EXERCISE DESCRIPTION: Return exactly the lines below, starting with the one that has "Please pick out the glass" and going on through the one that has "Target: beige throw pillow".

───── DATA TO EXAMINE ─────

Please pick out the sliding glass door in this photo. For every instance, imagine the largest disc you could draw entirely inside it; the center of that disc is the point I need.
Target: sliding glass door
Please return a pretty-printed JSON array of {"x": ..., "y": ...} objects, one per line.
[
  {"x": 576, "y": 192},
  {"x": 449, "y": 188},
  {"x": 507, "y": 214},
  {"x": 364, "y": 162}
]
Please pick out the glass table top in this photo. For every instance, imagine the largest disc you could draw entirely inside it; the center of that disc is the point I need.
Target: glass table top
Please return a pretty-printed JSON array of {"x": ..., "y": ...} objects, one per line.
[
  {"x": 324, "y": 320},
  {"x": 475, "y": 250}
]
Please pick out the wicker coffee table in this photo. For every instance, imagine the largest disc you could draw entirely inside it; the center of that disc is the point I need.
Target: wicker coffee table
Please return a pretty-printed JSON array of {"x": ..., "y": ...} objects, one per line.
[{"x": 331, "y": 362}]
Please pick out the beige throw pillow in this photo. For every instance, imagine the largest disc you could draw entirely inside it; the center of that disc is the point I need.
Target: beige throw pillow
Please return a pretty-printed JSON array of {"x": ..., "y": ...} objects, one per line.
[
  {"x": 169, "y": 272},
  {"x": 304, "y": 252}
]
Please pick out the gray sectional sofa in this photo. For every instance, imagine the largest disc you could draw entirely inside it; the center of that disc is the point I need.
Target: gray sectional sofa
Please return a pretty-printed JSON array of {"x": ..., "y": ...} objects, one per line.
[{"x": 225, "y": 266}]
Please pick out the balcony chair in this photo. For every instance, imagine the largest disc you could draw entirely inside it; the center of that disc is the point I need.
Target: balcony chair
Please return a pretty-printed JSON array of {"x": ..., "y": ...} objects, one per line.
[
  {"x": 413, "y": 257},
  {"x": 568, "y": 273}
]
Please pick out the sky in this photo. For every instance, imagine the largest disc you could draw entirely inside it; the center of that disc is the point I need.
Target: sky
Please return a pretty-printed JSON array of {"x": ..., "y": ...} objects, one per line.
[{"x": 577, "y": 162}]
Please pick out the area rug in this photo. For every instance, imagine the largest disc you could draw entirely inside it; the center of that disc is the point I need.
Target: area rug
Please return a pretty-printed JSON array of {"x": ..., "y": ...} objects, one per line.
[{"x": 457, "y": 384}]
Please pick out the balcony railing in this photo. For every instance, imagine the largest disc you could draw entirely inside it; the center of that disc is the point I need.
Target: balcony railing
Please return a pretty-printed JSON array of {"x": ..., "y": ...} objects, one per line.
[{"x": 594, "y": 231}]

─────

COMPLETED EXERCISE:
Please pick out the glass table top in this photo. For every instance, imagine the largest disc you could draw entirely inside it; the center of that disc is the point I need.
Target: glass table top
Please return a pretty-printed JSON array of {"x": ..., "y": ...} objects, one per line.
[
  {"x": 324, "y": 320},
  {"x": 475, "y": 250}
]
Please pick out the wicker coffee table in this photo. For every instance, imagine the largest disc you could draw entirely inside it; the center of that disc is the point I need.
Target: wicker coffee table
Please return a pretty-printed JSON array of {"x": ..., "y": ...} objects, one per line.
[{"x": 331, "y": 362}]
Please pick out the beige throw pillow in this photo. For every instance, imagine the largest disc you could draw entirely inside it; the center of that disc is the point I need.
Target: beige throw pillow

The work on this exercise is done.